_GOAL OF THE EXERCISE_
Return the items below verbatim, from the line with "Draw the outline of every instance of the rear bumper." up to and including the line with "[[[4,77],[2,75],[0,74],[0,88],[3,88],[3,83],[4,82]]]", and leave the pictures out of your answer.

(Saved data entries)
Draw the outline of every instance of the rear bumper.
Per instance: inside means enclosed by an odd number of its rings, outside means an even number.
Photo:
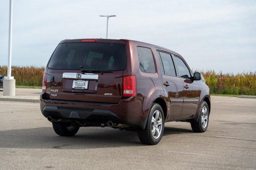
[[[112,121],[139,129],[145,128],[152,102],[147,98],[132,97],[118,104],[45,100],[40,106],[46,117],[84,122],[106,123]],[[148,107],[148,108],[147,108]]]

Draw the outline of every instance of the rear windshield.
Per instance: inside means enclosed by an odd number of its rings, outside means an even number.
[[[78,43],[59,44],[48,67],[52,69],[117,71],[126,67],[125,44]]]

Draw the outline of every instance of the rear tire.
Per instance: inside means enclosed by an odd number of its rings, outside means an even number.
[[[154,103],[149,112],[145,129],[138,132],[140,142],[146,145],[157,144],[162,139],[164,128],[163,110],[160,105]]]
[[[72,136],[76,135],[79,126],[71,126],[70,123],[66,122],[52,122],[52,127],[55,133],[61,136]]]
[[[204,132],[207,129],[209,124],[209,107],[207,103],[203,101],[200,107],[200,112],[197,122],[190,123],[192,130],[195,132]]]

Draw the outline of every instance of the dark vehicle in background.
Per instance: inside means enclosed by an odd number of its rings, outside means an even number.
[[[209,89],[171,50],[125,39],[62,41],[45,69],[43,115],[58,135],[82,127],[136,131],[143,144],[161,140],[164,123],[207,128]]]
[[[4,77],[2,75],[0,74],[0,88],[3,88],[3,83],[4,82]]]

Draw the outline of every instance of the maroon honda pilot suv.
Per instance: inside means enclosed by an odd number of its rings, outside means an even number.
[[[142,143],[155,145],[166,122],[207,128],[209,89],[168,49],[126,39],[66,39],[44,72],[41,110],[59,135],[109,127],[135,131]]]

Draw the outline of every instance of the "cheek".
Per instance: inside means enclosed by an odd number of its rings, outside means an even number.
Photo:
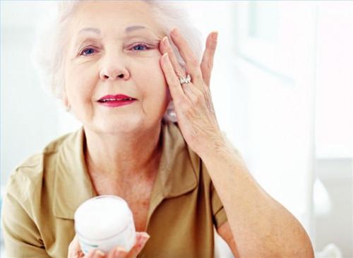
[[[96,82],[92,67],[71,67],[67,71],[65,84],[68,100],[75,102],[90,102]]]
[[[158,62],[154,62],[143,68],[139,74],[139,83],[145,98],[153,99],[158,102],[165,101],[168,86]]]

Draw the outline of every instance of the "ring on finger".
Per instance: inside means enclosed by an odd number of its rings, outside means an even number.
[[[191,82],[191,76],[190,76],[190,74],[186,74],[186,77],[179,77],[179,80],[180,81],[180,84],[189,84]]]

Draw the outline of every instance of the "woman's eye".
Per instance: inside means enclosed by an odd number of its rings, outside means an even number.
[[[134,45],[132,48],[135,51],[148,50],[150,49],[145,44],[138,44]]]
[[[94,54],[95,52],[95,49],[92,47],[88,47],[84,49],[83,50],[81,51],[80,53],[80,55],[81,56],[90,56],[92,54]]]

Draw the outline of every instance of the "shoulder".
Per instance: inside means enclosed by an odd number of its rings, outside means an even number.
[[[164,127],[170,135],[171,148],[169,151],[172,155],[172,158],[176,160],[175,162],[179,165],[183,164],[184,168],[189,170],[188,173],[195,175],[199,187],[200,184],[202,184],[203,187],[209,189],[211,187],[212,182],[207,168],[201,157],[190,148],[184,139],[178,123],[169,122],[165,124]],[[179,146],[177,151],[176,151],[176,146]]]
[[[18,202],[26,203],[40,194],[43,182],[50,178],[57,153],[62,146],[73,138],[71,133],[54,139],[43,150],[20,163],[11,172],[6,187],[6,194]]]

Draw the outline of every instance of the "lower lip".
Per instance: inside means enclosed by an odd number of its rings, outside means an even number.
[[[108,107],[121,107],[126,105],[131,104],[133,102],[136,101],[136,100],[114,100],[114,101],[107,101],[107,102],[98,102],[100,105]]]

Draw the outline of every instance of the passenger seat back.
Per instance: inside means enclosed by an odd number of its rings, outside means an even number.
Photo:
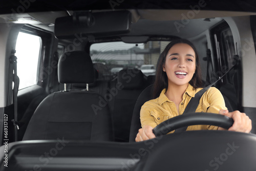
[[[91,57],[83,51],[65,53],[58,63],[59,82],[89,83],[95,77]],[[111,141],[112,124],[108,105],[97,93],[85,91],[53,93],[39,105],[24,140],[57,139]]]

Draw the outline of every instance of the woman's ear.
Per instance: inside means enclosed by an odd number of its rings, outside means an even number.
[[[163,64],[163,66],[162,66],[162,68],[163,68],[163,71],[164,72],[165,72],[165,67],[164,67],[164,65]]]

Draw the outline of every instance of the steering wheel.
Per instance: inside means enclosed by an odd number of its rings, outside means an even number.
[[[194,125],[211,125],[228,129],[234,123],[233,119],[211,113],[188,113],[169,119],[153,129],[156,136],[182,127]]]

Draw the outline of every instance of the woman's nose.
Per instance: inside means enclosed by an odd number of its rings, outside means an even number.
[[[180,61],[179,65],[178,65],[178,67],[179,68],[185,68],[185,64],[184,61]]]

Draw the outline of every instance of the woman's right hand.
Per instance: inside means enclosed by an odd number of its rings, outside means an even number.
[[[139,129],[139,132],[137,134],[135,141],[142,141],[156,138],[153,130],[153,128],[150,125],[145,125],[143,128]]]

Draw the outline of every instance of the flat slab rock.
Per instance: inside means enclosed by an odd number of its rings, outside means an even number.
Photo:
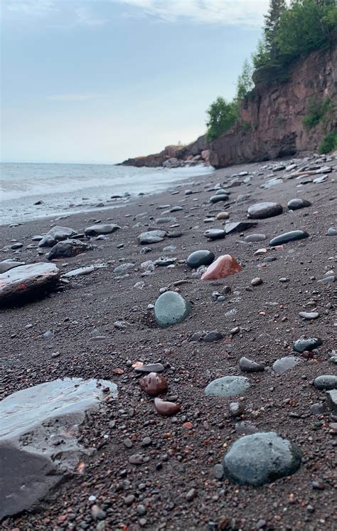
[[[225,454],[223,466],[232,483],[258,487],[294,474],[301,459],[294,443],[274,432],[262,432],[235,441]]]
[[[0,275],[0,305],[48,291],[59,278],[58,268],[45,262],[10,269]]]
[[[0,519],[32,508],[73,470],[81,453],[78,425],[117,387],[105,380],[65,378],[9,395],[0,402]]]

* * *

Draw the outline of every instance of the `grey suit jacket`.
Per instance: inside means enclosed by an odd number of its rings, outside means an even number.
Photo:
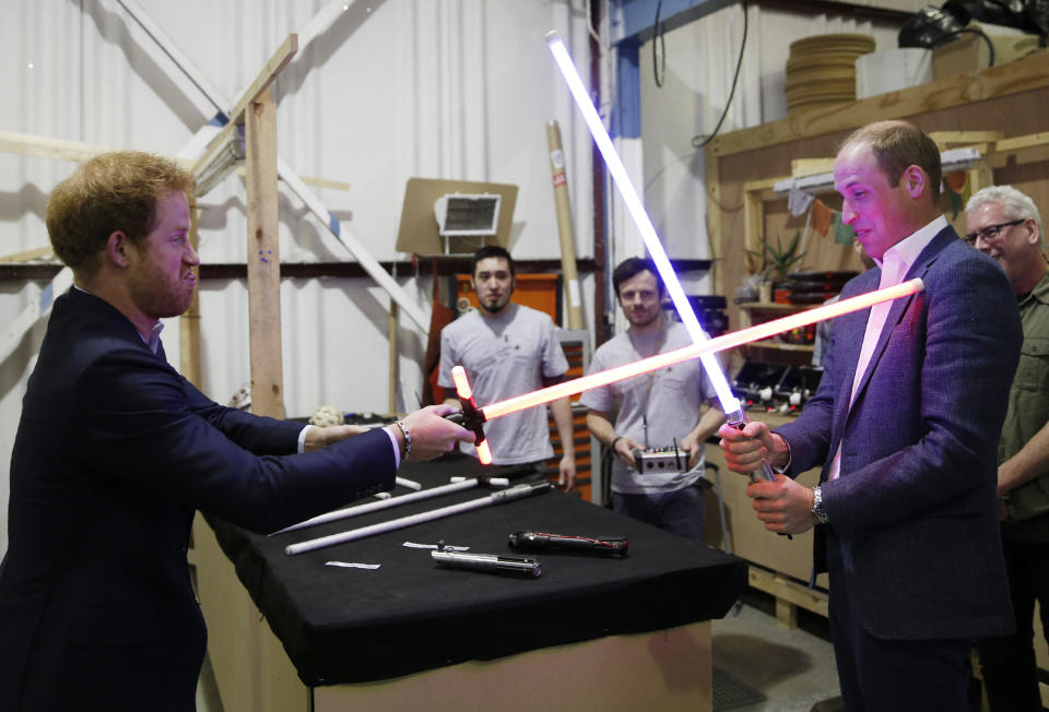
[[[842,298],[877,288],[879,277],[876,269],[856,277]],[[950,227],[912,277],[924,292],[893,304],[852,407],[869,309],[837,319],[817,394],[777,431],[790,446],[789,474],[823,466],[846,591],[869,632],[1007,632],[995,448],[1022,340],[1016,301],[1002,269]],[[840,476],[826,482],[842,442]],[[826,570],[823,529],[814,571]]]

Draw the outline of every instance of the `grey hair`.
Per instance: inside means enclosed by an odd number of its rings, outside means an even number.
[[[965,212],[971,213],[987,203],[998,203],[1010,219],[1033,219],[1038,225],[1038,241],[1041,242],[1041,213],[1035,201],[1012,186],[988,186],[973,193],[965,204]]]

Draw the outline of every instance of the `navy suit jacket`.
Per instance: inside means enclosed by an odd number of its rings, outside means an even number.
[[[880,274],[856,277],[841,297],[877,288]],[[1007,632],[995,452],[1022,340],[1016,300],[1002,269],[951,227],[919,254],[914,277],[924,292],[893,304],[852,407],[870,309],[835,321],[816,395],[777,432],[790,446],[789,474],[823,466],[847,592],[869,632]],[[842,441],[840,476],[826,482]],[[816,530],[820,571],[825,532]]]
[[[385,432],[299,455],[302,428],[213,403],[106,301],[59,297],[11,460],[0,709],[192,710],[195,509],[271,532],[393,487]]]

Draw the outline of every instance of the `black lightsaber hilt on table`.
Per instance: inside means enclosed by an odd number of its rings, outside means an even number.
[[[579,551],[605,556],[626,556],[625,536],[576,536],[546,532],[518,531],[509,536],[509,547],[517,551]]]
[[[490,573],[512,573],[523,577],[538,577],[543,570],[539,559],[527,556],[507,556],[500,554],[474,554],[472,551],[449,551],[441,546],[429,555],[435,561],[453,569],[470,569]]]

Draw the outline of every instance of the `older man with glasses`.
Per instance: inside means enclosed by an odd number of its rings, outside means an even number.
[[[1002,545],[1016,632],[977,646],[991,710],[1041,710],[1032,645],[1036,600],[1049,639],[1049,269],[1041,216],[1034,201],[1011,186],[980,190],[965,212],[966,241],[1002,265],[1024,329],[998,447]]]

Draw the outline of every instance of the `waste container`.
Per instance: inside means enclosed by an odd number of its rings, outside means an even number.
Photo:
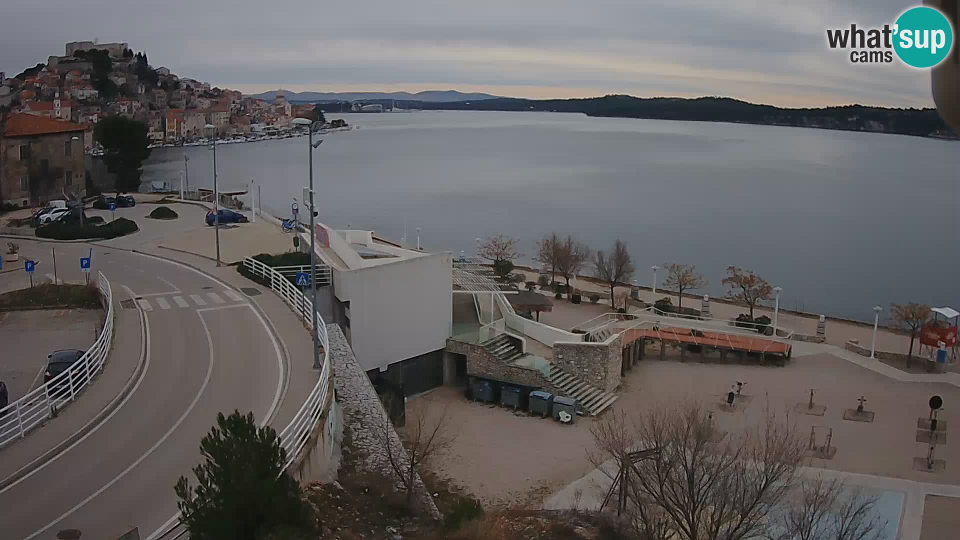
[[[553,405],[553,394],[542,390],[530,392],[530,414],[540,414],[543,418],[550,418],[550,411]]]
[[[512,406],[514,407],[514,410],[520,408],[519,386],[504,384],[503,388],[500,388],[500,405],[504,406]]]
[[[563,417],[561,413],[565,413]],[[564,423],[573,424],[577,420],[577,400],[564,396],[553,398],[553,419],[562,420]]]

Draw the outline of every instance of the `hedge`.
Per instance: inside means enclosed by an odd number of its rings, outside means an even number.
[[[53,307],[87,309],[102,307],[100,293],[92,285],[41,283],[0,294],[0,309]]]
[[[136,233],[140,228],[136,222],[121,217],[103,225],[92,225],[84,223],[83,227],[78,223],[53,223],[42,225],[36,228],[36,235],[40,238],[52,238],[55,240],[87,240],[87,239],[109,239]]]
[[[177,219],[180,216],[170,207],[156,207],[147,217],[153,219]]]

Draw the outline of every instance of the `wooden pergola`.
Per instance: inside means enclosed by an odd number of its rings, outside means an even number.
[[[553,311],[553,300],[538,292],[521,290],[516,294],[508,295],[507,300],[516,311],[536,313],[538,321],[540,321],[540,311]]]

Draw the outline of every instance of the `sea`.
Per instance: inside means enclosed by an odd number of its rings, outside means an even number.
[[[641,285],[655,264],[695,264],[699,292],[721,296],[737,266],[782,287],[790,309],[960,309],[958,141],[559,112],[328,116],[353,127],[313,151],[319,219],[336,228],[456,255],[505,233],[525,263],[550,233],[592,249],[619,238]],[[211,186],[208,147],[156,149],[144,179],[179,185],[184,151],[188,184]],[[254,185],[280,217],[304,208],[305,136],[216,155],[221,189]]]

_ANSWER TO THIS EXERCISE_
Draw the outline of every instance of the rear bumper.
Per instance: inside means enclosed by an odd number of its rings, outside means an even number.
Photo:
[[[112,121],[139,129],[145,128],[152,102],[147,98],[132,97],[118,104],[45,100],[40,106],[46,117],[84,122],[106,123]],[[148,107],[148,108],[147,108]]]

Draw the outline of every instance of the rear windshield.
Per instance: inside means enclosed by an odd number of its rings, outside means an even number.
[[[78,43],[59,44],[48,67],[52,69],[117,71],[126,67],[125,44]]]

Draw the outline of every instance of the rear tire.
Per instance: inside means enclosed by an odd number of its rings, outside means an even number.
[[[154,103],[149,112],[145,129],[138,132],[140,142],[146,145],[157,144],[162,139],[164,128],[163,110],[160,105]]]
[[[72,136],[76,135],[79,126],[71,126],[70,123],[66,122],[52,122],[52,127],[55,133],[61,136]]]
[[[204,132],[207,129],[209,124],[209,107],[207,103],[203,101],[200,107],[200,112],[197,122],[190,123],[192,130],[195,132]]]

Draw the outline of every instance of the dark vehicle in background.
Per instance: inside means enclosed by an odd number of its rings, outside means an even number.
[[[209,89],[171,50],[125,39],[62,41],[45,69],[43,115],[58,135],[82,127],[136,131],[143,144],[161,140],[164,123],[207,128]]]
[[[4,77],[2,75],[0,74],[0,88],[3,88],[3,83],[4,82]]]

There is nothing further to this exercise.